##### Vorliegender Textauszug
Inkongruente Deckung - Zahlung über Konto der Ehefrau


Tenor

1. Auf die Revision des [X.] wird das Urteil des [X.] vom 27. Mai 2013 - 10 Sa 1042/12 - aufgehoben.

2. Die Sache wird zur neuen Verhandlung und Entscheidung, auch über die Kosten der Revision, an das [X.] zurückverwiesen.

Tatbestand

1

Die Parteien streiten über die Rückzahlung des dem Beklagten im Wege einer mittelbaren Zuwendung über das Konto der Ehefrau des späteren Schuldners gezahlten [X.] für März 2008 im Wege der Insolvenzanfechtung.

2

Der Kläger ist Insolvenzverwalter über das auf Eigenantrag des Schuldners vom 13. Mai 2008 am 27. Juni 2008 eröffnete Insolvenzverfahren über das Vermögen des Schuldners, das am 20. Januar 2011 in ein Nachlassinsolvenzverfahren übergeleitet wurde. Der Beklagte war Arbeitnehmer des Schuldners, der im Frühjahr 2008 noch ca. 20 weitere Arbeitnehmer beschäftigte.
##########
##### Dateneinträge
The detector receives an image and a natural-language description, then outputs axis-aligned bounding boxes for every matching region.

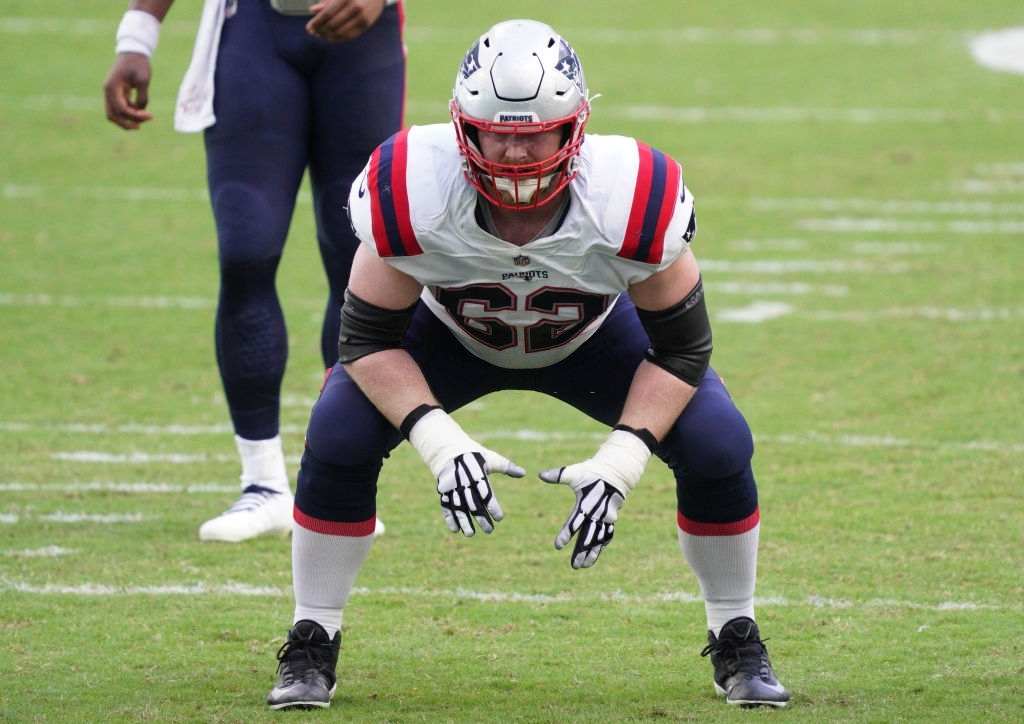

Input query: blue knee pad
[295,365,401,522]
[658,370,758,523]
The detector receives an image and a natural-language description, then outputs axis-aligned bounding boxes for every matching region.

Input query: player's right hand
[409,410,526,538]
[103,53,153,130]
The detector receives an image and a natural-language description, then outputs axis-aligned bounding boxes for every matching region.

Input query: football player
[267,20,790,709]
[104,0,406,542]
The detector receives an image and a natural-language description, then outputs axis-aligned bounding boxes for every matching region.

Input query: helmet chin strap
[490,173,558,204]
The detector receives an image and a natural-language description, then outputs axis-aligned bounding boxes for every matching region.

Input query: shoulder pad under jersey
[348,124,461,258]
[588,136,696,268]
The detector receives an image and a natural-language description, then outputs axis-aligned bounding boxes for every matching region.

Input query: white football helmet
[450,20,590,209]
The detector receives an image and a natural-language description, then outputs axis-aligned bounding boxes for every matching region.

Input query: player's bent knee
[211,181,291,270]
[295,448,382,522]
[686,418,754,480]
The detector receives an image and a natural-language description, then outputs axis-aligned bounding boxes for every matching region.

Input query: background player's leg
[309,6,406,367]
[200,3,308,542]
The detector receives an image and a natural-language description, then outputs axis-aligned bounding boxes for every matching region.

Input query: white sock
[234,435,291,494]
[292,523,374,638]
[679,523,761,636]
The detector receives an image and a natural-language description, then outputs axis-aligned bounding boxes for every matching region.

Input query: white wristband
[591,430,650,498]
[409,410,482,477]
[117,10,160,57]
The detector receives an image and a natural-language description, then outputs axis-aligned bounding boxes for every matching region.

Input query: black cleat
[700,616,790,707]
[266,620,341,709]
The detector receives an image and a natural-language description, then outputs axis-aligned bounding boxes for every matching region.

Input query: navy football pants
[295,295,758,535]
[205,0,406,439]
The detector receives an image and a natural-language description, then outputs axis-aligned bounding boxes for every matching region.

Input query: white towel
[174,0,227,133]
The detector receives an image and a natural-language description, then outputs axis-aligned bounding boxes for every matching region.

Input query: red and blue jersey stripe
[618,141,683,264]
[367,129,423,257]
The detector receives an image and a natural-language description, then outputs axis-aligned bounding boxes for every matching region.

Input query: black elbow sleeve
[338,290,416,365]
[637,280,712,387]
##########
* _Arbeitsaufträge_
1. Nennen Sie alle Datumsangaben im Urteilsauszug zur Insolvenzanfechtung, die Tag, Monat und Jahr vollständig angeben.
2. Setzen Sie den Urteilsauszug zur Insolvenzanfechtung im Anschluss an seinen letzten Satz fort.

* _Antworten je Aufgabe_
1.
27. Mai 2013
13. Mai 2008
27. Juni 2008
20. Januar 2011

2.
3

Am 20. Februar 2008 trat der Schuldner zahlreiche Forderungen erfüllungshalber an seine Ehefrau ab, die der Kläger erfolgreich angefochten hat. Am 3. März 2008 leitete der frühere Geschäftspartner des Schuldners die Zwangsvollstreckung aus einem am 8. Februar 2008 geschlossenen Schuldanerkenntnis über 820.000,00 Euro, in dem sich der Schuldner der sofortigen Zwangsvollstreckung unterworfen hatte, ein. Zuvor hatte er mit Schreiben vom 28. Februar 2008 ein vorläufiges Zahlungsverbot gegenüber einem Drittschuldner erwirkt.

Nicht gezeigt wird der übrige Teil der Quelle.